● Exercise goal
Set down each record exactly as written.

(Dataset excerpts on object pointing)
————————
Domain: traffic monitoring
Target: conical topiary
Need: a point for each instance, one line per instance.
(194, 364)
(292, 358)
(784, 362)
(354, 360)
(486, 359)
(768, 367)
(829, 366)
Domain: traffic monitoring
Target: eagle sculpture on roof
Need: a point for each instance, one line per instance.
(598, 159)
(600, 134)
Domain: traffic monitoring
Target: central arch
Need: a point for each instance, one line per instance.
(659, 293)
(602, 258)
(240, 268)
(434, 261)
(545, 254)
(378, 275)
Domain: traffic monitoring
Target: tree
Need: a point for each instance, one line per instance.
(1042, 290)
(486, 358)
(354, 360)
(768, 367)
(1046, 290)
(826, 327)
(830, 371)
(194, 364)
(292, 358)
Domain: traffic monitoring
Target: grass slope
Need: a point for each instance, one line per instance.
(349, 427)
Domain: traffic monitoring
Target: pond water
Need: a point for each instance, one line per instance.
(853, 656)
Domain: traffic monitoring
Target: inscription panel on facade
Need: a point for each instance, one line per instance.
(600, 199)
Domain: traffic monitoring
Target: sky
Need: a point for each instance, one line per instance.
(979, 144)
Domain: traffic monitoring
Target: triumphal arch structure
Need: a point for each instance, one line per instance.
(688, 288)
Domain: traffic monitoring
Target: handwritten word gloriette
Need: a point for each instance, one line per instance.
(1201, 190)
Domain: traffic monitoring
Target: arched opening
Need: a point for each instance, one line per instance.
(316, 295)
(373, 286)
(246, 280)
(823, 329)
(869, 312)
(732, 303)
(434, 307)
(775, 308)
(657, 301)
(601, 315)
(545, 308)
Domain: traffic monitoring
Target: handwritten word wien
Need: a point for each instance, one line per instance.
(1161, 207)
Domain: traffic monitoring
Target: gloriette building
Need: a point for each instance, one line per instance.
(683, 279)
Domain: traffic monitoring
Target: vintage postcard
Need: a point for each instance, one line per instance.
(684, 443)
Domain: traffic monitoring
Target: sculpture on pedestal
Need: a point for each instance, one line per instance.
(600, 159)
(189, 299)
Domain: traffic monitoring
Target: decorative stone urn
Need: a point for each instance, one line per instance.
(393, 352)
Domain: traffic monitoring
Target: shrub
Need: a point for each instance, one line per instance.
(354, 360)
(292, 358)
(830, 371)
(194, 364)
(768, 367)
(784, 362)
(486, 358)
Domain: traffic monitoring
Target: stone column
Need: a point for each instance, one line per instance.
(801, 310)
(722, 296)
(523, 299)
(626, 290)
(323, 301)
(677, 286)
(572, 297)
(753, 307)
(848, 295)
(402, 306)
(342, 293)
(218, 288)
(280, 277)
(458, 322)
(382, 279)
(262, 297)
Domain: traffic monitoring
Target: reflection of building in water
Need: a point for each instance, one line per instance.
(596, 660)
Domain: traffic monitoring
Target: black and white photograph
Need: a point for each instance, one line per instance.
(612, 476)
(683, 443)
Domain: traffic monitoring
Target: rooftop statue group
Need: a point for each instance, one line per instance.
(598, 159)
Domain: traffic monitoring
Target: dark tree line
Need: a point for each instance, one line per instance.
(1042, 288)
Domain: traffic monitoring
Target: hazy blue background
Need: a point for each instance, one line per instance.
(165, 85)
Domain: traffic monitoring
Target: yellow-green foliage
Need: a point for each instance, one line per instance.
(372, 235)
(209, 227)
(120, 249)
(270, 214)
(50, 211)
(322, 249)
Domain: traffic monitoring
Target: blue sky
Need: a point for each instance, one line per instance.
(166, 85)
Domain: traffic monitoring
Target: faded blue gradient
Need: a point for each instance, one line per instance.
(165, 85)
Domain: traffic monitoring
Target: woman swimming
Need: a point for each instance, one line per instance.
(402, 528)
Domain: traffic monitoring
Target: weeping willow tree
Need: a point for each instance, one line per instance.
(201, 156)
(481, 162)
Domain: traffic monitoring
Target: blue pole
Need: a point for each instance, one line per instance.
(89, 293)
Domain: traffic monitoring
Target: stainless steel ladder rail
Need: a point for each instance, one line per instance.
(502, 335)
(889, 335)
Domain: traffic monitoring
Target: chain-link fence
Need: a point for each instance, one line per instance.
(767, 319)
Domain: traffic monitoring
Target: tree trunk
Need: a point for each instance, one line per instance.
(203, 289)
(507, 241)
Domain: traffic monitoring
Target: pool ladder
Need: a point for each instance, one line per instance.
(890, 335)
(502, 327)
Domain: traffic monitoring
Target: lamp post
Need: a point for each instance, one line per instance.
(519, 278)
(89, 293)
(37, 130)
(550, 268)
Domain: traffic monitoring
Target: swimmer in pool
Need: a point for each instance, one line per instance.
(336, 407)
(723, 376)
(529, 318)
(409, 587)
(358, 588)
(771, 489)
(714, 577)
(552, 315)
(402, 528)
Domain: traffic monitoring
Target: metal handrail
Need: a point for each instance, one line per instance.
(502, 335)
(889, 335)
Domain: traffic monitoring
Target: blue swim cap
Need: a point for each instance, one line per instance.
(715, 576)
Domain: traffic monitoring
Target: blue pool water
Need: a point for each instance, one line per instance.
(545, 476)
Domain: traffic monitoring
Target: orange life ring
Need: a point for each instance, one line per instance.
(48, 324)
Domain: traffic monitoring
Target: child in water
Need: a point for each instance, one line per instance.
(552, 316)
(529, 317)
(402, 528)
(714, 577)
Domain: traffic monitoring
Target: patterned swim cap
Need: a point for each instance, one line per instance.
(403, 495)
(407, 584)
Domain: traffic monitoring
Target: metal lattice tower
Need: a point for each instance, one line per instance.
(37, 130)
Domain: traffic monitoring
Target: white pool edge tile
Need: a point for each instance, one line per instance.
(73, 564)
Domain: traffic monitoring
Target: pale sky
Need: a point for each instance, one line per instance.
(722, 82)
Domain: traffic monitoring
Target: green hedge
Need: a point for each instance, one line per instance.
————————
● Full output
Domain: traffic monitoring
Target: conical topiary
Need: a point for each instance, one line per instance.
(194, 364)
(292, 358)
(784, 362)
(354, 360)
(486, 359)
(768, 367)
(829, 366)
Domain: traffic monitoring
Target: eagle sculpture on roof
Need: a point for each instance, one line per instance.
(598, 159)
(600, 134)
Domain: traffic monitoring
Target: central arch
Need: a point for each instance, one line per instance.
(659, 293)
(602, 258)
(240, 268)
(434, 261)
(545, 254)
(378, 275)
Domain: traffic monitoring
Target: tree
Need: a point for each instance, one line per instance.
(1042, 290)
(486, 358)
(354, 360)
(768, 367)
(1046, 290)
(826, 327)
(830, 371)
(194, 364)
(292, 358)
Domain: traffic monitoring
Target: grass slope
Need: a point for each instance, one line per instance.
(349, 427)
Domain: traffic monitoring
Target: pond water
Need: a point for each instance, one line per instance.
(853, 656)
Domain: traffic monitoring
Target: inscription panel on facade
Need: a point for each instance, one line per instance.
(600, 199)
Domain: traffic monitoring
Target: sky
Need: a point for each instance, one line per instance.
(979, 144)
Domain: traffic monitoring
Target: triumphal arch structure
Need: a point for each instance, one line per instance.
(688, 288)
Domain: traffic monitoring
Target: handwritten word gloriette
Need: a point for each instance, one line per instance.
(1201, 190)
Domain: traffic monitoring
Target: arched opening
Need: a point for each instance, one line per instance.
(316, 295)
(373, 286)
(246, 280)
(823, 329)
(869, 312)
(732, 303)
(434, 307)
(775, 308)
(657, 301)
(601, 315)
(545, 308)
Domain: traffic monitoring
Target: handwritten word wien
Need: a point for each instance, one line per instance.
(1161, 207)
Domain: traffic monitoring
Target: gloriette building
Need: a point for each instance, one line per instance.
(683, 279)
Domain: traffic monitoring
Target: vintage postcard
Need: a point for each instance, one line per instance.
(684, 443)
Domain: traffic monitoring
Target: sculpture on pedestal
Need: a point for each instance, one line per instance.
(600, 159)
(189, 299)
Domain: traffic monitoring
Target: decorative stone urn
Need: a point for each instance, one line per instance.
(393, 352)
Domain: traffic monitoring
Target: shrub
Need: a point for each instance, one line per instance.
(354, 360)
(292, 358)
(830, 371)
(194, 364)
(768, 367)
(784, 362)
(486, 358)
Domain: traffic monitoring
Target: stone column
Need: a point for each instance, one line per instance.
(801, 310)
(722, 296)
(523, 299)
(626, 290)
(323, 301)
(677, 286)
(572, 297)
(753, 307)
(848, 295)
(402, 306)
(342, 293)
(218, 288)
(280, 277)
(458, 322)
(382, 279)
(262, 297)
Domain: traffic monitoring
Target: reflection of building in water
Need: a point for each instance, one line per instance.
(596, 660)
Domain: traffic monitoring
Target: black and white photograph
Need: a point for each instance, one line per instance.
(612, 476)
(683, 443)
Domain: traffic monitoring
Target: rooftop statue group
Need: a point for each instance, one line per instance.
(598, 159)
Domain: traffic monitoring
Target: dark tree line
Need: a point for each instance, one line per instance.
(1042, 288)
Domain: traffic monitoring
Target: hazy blue background
Need: a point for each instance, one line per instance.
(165, 85)
Domain: traffic monitoring
Target: yellow-green foliage
Need: a point for each instance, one line per instance.
(372, 235)
(209, 227)
(120, 249)
(270, 214)
(50, 211)
(322, 249)
Domain: traffic monitoring
Target: blue sky
Need: a point for each instance, one line per instance.
(166, 85)
Domain: traffic monitoring
Target: faded blue gradient
Need: a point for each instance, one line per instance.
(165, 85)
Domain: traffic monitoring
Target: woman swimming
Need: a point for each instance, one line per instance.
(402, 528)
Domain: traffic monitoring
Target: weeping willow tree
Need: a point for each instance, one line per instance.
(201, 156)
(481, 162)
Domain: traffic monitoring
Target: blue pole
Need: a point for each instance, one line per instance.
(89, 293)
Domain: traffic monitoring
Target: stainless steel ladder rail
Need: a point for each instance, one line per instance.
(502, 335)
(889, 335)
Domain: traffic monitoring
Target: chain-link fence
Need: a point for each instance, one line per instance.
(767, 319)
Domain: traffic monitoring
Target: tree trunk
Need: a point for each instance, one line per instance.
(203, 289)
(507, 241)
Domain: traffic monitoring
Target: pool ladder
Need: a point for each instance, one line per instance.
(890, 335)
(502, 327)
Domain: traffic monitoring
Target: lamp post
Need: a point for each instance, one line per instance.
(519, 278)
(89, 293)
(37, 130)
(550, 268)
Domain: traffic monitoring
Target: swimmer in pool
Need: a point for each instance, one line per instance.
(336, 407)
(723, 376)
(529, 318)
(409, 587)
(358, 588)
(771, 489)
(714, 577)
(552, 315)
(402, 528)
Domain: traffic monitoring
Target: metal handrail
Need: a point for each instance, one line per instance.
(502, 335)
(889, 335)
Domain: traffic monitoring
Target: blue swim cap
Need: a point for each instance, one line per instance.
(715, 576)
Domain: traffic monitoring
Target: blue pool water
Need: a point for each instance, one line per instance.
(545, 476)
Domain: traffic monitoring
Target: orange life ring
Need: a point for each instance, one line per instance.
(48, 324)
Domain: traffic monitoring
Target: child in water
Need: a point for each instance, one line per instance.
(552, 316)
(529, 317)
(402, 528)
(714, 577)
Domain: traffic monitoring
Target: patterned swim cap
Need: a point for each instance, one line per instance.
(403, 495)
(407, 584)
Domain: traffic monitoring
Target: metal lattice tower
Need: a point for each instance, one line per instance.
(37, 130)
Domain: traffic monitoring
Target: white pool edge tile
Need: a point for each instance, one line per instance.
(73, 564)
Domain: traffic monitoring
Target: pale sky
Need: a point for each instance, one line per instance.
(722, 82)
Domain: traffic monitoring
Target: green hedge
Need: a point for each instance, one line per instance.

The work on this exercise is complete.